Problem details
Retype the records word for word. Skip every image.

Source data
+ + +

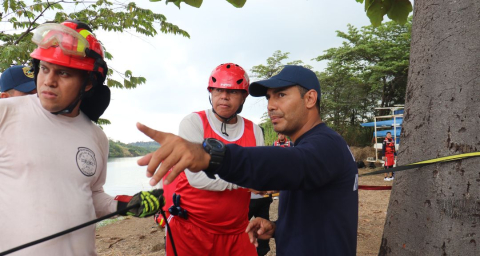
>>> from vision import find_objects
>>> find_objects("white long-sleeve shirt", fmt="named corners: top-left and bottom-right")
top-left (0, 95), bottom-right (117, 256)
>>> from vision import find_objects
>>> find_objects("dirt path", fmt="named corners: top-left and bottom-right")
top-left (96, 168), bottom-right (391, 255)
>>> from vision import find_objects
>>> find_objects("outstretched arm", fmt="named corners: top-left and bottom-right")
top-left (178, 114), bottom-right (240, 191)
top-left (137, 122), bottom-right (210, 186)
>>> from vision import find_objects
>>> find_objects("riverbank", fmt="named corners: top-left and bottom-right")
top-left (96, 168), bottom-right (391, 255)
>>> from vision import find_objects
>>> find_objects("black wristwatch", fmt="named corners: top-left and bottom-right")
top-left (202, 138), bottom-right (226, 179)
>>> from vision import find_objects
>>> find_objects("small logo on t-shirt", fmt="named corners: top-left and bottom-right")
top-left (76, 147), bottom-right (97, 176)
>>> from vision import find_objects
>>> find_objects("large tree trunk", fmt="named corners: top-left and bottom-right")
top-left (379, 1), bottom-right (480, 255)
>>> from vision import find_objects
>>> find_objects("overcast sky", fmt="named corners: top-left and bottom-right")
top-left (7, 0), bottom-right (373, 142)
top-left (98, 0), bottom-right (373, 143)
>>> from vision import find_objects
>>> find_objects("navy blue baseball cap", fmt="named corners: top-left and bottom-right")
top-left (249, 65), bottom-right (320, 98)
top-left (0, 65), bottom-right (36, 93)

+ + +

Solved problem
>>> from vision import find_objects
>>> find_objects("white long-sleeve shirt", fmt="named corners: top-left and bottom-right")
top-left (0, 95), bottom-right (117, 256)
>>> from vision import find_objects
>>> find_objects("dirt path", fmt="named corners: top-left and bottom-right")
top-left (96, 168), bottom-right (391, 255)
>>> from vision import find_objects
>>> find_objects("outstretched arm", fmt="named corners: top-left and bottom-right")
top-left (178, 114), bottom-right (240, 191)
top-left (137, 122), bottom-right (210, 186)
>>> from vision import find_objects
>>> find_objects("riverbank", fmt="named corners: top-left and bottom-right")
top-left (96, 168), bottom-right (391, 255)
>>> from vision import find_objects
>>> find_objects("black wristwatch", fmt="named corners: top-left and bottom-right")
top-left (202, 138), bottom-right (226, 179)
>>> from vision import find_objects
>>> find_objects("small logo on t-shirt", fmt="named corners: top-left and bottom-right")
top-left (76, 147), bottom-right (97, 176)
>>> from vision import find_objects
>>> find_objects("large tree trunk", fmt="named corners: top-left and bottom-right")
top-left (379, 1), bottom-right (480, 255)
>>> from vision import find_objects
>>> find_objects("overcast sky", fmt="named corners: top-left and bottom-right")
top-left (7, 0), bottom-right (373, 142)
top-left (98, 0), bottom-right (373, 143)
>>> from vision import find_objects
>>> find_objects("navy blue baseball cap", fmt="named corners: top-left and bottom-right")
top-left (249, 65), bottom-right (320, 98)
top-left (0, 65), bottom-right (36, 93)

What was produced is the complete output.